### DOCUMENT EXCERPT
(begin)
Accordingly, the domain registration charges are royalty as per section 9(1)(vi) the act as well as Article 12(3)(a) of the tax treaty.

It can be seen that domain registration is an integral part of the services which are offered by the assessee. The assessee in its submissions has not distinguished how domain registration charges are different from web hosting charges, the latter being duly admitted by the assessee itself as royalty which is duly reflected in its return of income. Domain registration partakes the character of web hosting charges since without domain registration being in place, web hosting is not possible. As domain registration charges have been essentially charged for granting right to use the servers of the assessee, domain registration being the precondition to web hosting etc, and same being highly technical process and because of its inherent quality, the same squarely falls under the definition of royalty under the provisions of the Act and the Double Taxation Avoidance Agreement. Besides, both the services/facilities i.e. web hosting and domain name registration flow from the same server, it is only because of the peculiar nature of the two i.e. web hosting and domain name registration fall under different categories i.e. the first under FTS (because it involved high technique and make available condition is fulfilled as discussed earlier) and latter under royalty (because of the right it confers and the equipment it provides as discussed earlier). Here, it is likely that the assessee is not offering receipts from domain registration because it has to pay certain fixed percentage to ICANN which is not being paid by the US Government. However, it is the relationship of assessee and ICANN which should not affect the Indian Revenue in any way. In case, the assessee feels the burden of taxation because of ICANN payments, the assessee should recover the same (tax) payable to India from ICANN.

The feasibility of section 201 of the Act, can also be seen in the hands of the assessee in view of non-deduction of TDS while making payment to ICANN.

6.5 In view of the above, it is concluded that the receipts from domain registration fee Rs. 17,41,54,636 of is charged to tax as royalty as per the provisions of section 9(1)(vi) read with section 115A of the Income Tax Act.”
(end)
### MATERIAL SHOWN
(begin)
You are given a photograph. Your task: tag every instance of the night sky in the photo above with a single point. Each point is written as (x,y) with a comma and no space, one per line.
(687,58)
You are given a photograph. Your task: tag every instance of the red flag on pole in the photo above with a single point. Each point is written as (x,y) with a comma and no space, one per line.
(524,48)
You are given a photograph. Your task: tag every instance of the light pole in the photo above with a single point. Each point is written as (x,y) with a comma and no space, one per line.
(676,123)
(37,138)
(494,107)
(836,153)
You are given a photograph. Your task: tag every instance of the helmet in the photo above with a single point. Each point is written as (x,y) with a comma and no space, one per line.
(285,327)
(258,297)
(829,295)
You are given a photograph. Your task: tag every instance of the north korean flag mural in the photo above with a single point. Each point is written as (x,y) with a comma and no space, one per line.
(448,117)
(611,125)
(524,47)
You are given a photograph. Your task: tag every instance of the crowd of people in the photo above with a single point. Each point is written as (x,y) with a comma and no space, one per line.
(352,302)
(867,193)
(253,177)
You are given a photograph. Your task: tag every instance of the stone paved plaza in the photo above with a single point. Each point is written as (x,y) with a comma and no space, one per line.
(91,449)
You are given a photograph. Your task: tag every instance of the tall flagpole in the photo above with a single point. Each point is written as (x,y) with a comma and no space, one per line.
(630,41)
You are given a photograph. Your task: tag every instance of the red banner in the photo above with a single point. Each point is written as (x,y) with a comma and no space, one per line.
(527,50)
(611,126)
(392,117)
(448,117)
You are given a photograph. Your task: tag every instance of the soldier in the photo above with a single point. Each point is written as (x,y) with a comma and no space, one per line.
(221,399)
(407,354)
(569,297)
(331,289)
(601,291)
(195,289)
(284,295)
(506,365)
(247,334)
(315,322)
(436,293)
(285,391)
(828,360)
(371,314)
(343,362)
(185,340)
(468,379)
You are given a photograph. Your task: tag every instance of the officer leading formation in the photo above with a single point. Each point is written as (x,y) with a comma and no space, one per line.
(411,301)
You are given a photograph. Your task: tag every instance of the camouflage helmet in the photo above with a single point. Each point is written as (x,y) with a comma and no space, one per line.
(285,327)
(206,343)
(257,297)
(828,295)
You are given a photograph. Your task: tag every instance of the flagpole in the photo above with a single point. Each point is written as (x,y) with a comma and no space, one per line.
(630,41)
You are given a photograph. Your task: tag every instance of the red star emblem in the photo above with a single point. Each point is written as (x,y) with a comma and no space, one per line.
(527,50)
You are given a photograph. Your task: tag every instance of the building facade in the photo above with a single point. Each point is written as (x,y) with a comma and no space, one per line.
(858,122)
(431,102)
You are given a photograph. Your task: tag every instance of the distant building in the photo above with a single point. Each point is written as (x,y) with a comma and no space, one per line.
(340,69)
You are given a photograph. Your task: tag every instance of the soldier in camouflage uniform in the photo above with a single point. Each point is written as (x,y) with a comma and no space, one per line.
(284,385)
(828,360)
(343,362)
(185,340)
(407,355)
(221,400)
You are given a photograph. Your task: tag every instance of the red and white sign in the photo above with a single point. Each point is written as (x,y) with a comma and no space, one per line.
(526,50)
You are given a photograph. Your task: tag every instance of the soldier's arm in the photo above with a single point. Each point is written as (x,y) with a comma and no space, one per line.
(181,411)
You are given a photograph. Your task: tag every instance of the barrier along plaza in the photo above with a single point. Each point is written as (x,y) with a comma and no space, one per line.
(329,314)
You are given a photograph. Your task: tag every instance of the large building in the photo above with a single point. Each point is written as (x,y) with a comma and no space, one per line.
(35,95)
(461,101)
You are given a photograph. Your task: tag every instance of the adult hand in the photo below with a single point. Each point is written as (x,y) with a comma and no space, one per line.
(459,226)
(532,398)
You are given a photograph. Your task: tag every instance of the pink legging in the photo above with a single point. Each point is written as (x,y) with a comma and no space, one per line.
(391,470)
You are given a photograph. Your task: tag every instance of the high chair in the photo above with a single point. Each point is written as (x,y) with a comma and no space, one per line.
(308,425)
(end)
### SHORT PROBLEM 1
Check each statement against the excerpt on domain registration charges and answer yes or no, quoting the words of the excerpt that decide it: (a) The assessee reported web hosting charges as royalty in its return of income. (b) Web hosting can be carried out without domain registration. (c) The assessee's relationship with ICANN should affect the Indian Revenue.
### SHORT PROBLEM 2
Carry on the excerpt on domain registration charges from its final sentence.
The data has no connection to the excerpt on domain registration charges.

### EXPECTED ANSWER 1
(a) Yes: "the latter being duly admitted by the assessee itself as royalty which is duly reflected in its return of income."
(b) No: "without domain registration being in place, web hosting is not possible."
(c) No: "it is the relationship of assessee and ICANN which should not affect the Indian Revenue in any way."

### EXPECTED ANSWER 2
5. On appeal, learned DRP upheld the finding of the assessing officer. Hence, this appeal by the assessee. At the time of hearing before us, learned counsel for the assessee, at the outset, stated that the appellant is not a tax resident of USA and, therefore, does not claim any benefit under the provisions of India-USA tax treaty. He stated that taxability of the receipt from domain registration fees needs to be examined under the provisions of the Income Tax Act, 1961. He stated that the learned assessing officer/DRP have incorrectly linked web hosting services with domain name registration services. He stated that these two services have independent existence. In support of his contention, he referred to a sample web hosting agreement between the assessee and the customer. He further submitted that domain name registration is the process of registering a domain name which identifies one or more IP address with a name that is easier to remember and use in URLs to identify particular web pages. The domain name allows others to access user’s website directly with an easy to memorize address instead of using a numeric IP address. Registering a domain name secures that specific internet address. In this regard, he referred to the sample domain name registration agreement. He further explained the process of registration of domain name which is as below :–

“(a) A user makes a request to the appellant online through its website (www.godaddy.com).

(b) When a user requests for a particular domain name registration, the appellant checks availability of the domain name with ICANN.

(c) Subsequently, ICANN confirms the availability of the desired domain name and assigns a unique IP address to the domain name.

(d) Based on the confirmation from ICANN, the appellant facilitates in registering the domain name for the user.

The appellant is not involved in actual purchase and sale of domain names (i.e., parking of domain names for subsequent sale to the users). It is important to note that above process is automated and no human intervention is involved for the purpose of domain name registration.

In short, following services are rendered by the appellant and ICANN under domain name registration :–

–Checking the availability of desired domain name;

–Facilitating registration of the domain name of the users;

–Assigning unique IP address for the domain name; and

–Maintaining a record of all the domain names and their IP address.”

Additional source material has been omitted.